§ Excerpt provided
__________________________________________________
Serving Customers
Pete Peterson 9/12/2018
It’s the single most important job of any business. And the most challenging.
A balancing game exists today for companies to both serve customers in a personal and careful manner, and to lower the costs of doing so. Sending a customer away feeling that they were helped in a way that saved them time and solved their problem can be achieved through many different approaches. The easy answer is to always have a live agent, ready, and available without an extended wait. This was the gold standard for decades – “I’m here, I’m on the phone, and I’m ready to help you now”.
The pendulum swung to automation starting in the 80s, and peaking in the late 90s with systems that encouraged customers to forgo live help and retrieve information automatically, first through IVR and later through web, email and most lately Text/SMS. Early on, this was seen by the Silent Generation, Baby Boomers and GenX’ers as impersonal and unhelpful. In the early days of automation, they were spot-on right about this in most cases. Early ventures into automation was done in a way that often forced callers to navigate endless IVR menus and questions, entering account information repeatedly - finding that in the end, they needed to still talk to someone and then wait in an extended queue since the provider was banking on automation to lower their FTE headcount. Automation got a really bad name during those years.
__________________________________________________
§ Listed entries

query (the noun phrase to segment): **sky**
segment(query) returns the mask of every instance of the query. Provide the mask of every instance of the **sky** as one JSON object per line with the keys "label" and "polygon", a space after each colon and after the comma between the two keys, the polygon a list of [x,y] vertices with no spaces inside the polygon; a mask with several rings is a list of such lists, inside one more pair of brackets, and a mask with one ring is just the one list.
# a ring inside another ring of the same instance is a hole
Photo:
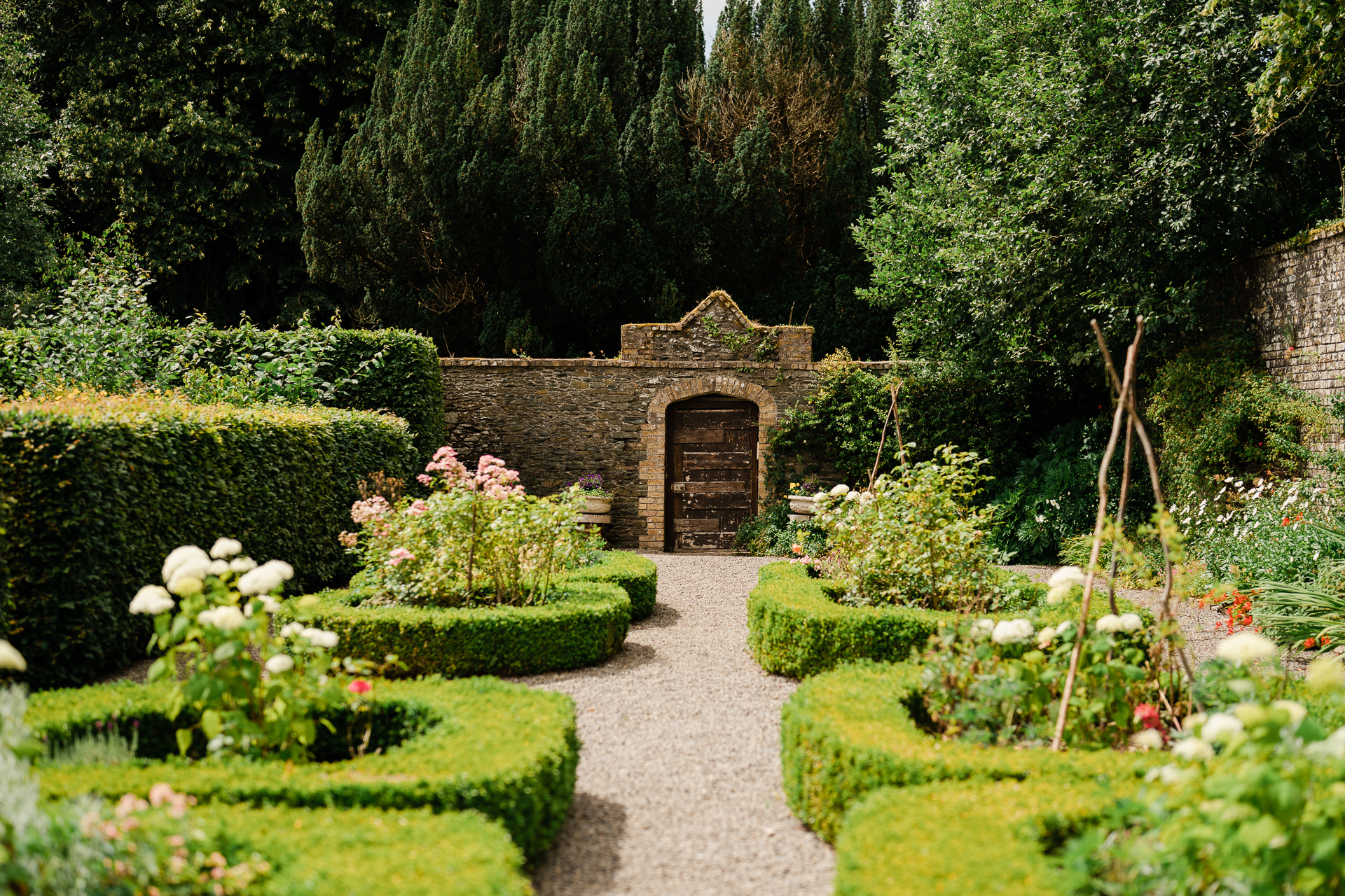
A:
__________________________________________________
§ Given instruction A
Write out every line of the listing word for word, leaving out the picture.
§ Given instruction B
Write the next part of the article on serving customers, picking up after its final sentence.
The listing has no connection to the article on serving customers.

§ Task answer A
query (the noun phrase to segment): **sky**
segment(query) returns the mask of every instance of the query. Provide the mask of every instance of the **sky** as one JSON object per line with the keys "label" and "polygon", a space after each colon and after the comma between the two keys, the polygon a list of [x,y] vertices with no spaces inside the polygon; a mask with several rings is a list of such lists, inside one more pair of brackets, and a mask with one ring is just the one list.
# a ring inside another ring of the same instance is a hole
Photo:
A:

§ Task answer B
Fast forward to the ‘00s – The web is fully part of our lives. The fore mentioned generations have now joined their Millennial kids in accepting automation as convenient and a valid alternative to a live agent – at least in web form. I took a few years for IVR to catch up.
It was in these years that ATI began to re-think IVR. How can we design IVR in a way that doesn’t drag callers through piles of menus asking multiple questions that don’t apply to most customers? The answer: Context Sensitive IVR. Imagine that you know a lot about the customer -- who’s calling. You wouldn’t offer nearly as many menu options or branches to someone if you know where they stood with the provider. For example, instead of reading a list of 10 options like Payment, balance, address correction, etc., we might start out with a special context for this customer because they have a credit amount on their account. We might identify a customer that cannot be handled automatically because of their status, and vector them into a special agent queue for that particular status. We might make special offers to this client based on their previous buying habits. All of this can be done as long as we first identify the caller with an account number or caller ID.
As we moved on into the new millennium, other channels became available that followed the same benefits of context sensitive scripting – integrated WEB, SMS and IVR lend themselves well to a cross-platform approach that blends live telephone agents and chat help.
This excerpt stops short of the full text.